I get badly encoding into my DB

you seem to be doing something like the following (explicitly or
partly implicitly, based on your system defaults):

i.e. encode a text using utf-8 and handling it like windows-1252
afterwards (or take an already encoded text and decode it with the
inappropriate ANSI encoding.

Thank you Vlastimil,

I tried to print it as you sholed mr, but I receive an erro:Traceback (most recent call last):
File "<stdin>", line 1, in ?
UnicodeEncodeError: 'latin-1' codec can't encode character u'\u0192'
in position 1: ordinal not in range(256)

Vlastimil Brom · Dec 17, 2012

2012/12/17 Anatoli Hristov said:
I get badly encoding into my DB

Thank you Vlastimil,

I tried to print it as you sholed mr, but I receive an erro:
Traceback (most recent call last):
File "<stdin>", line 1, in ?
UnicodeEncodeError: 'latin-1' codec can't encode character u'\u0192'
in position 1: ordinal not in range(256)

Hi,
this seems to be an encoding error of your terminal on printing.
You may need to describe (or better post the respective parts of the
source) where the text is coming from (external text file, database
entry, harcoded in the python source ...), how it is stored, retrieved
and possibly manipulated before you insert it to the database.

You may try to print a repr(...) of the string to be inserted to the
database to see, whether it isn't already mangled in some previous
part of the processing.

hth,

vbr

Anatoli Hristov · Dec 17, 2012

this seems to be an encoding error of your terminal on printing.

## Set exercise
Rewrite the encoding thread above, starting with "You may need" and going on through "of the processing.", and replace "database" with "table".

## Provided data

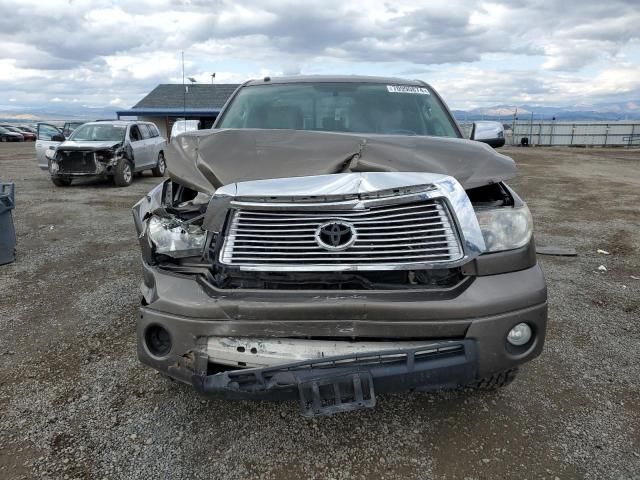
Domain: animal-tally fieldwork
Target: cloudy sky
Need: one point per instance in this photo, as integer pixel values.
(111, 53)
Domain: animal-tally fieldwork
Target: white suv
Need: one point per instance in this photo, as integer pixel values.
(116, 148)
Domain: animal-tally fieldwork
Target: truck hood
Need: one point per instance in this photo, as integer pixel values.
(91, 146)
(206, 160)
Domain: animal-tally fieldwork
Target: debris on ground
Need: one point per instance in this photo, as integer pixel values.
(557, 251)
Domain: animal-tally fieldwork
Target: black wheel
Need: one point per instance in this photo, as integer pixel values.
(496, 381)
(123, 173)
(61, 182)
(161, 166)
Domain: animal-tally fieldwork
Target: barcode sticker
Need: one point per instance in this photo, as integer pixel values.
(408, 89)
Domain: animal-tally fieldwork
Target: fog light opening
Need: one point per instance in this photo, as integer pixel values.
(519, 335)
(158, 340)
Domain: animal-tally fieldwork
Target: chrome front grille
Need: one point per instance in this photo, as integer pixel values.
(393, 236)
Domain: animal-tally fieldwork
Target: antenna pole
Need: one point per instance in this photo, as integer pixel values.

## Finished answer
You may need to describe (or better post the respective parts of the
source) where the text is coming from (external text file, table
entry, harcoded in the python source ...), how it is stored, retrieved
and possibly manipulated before you insert it to the table.

You may try to print a repr(...) of the string to be inserted to the
table to see, whether it isn't already mangled in some previous
part of the processing.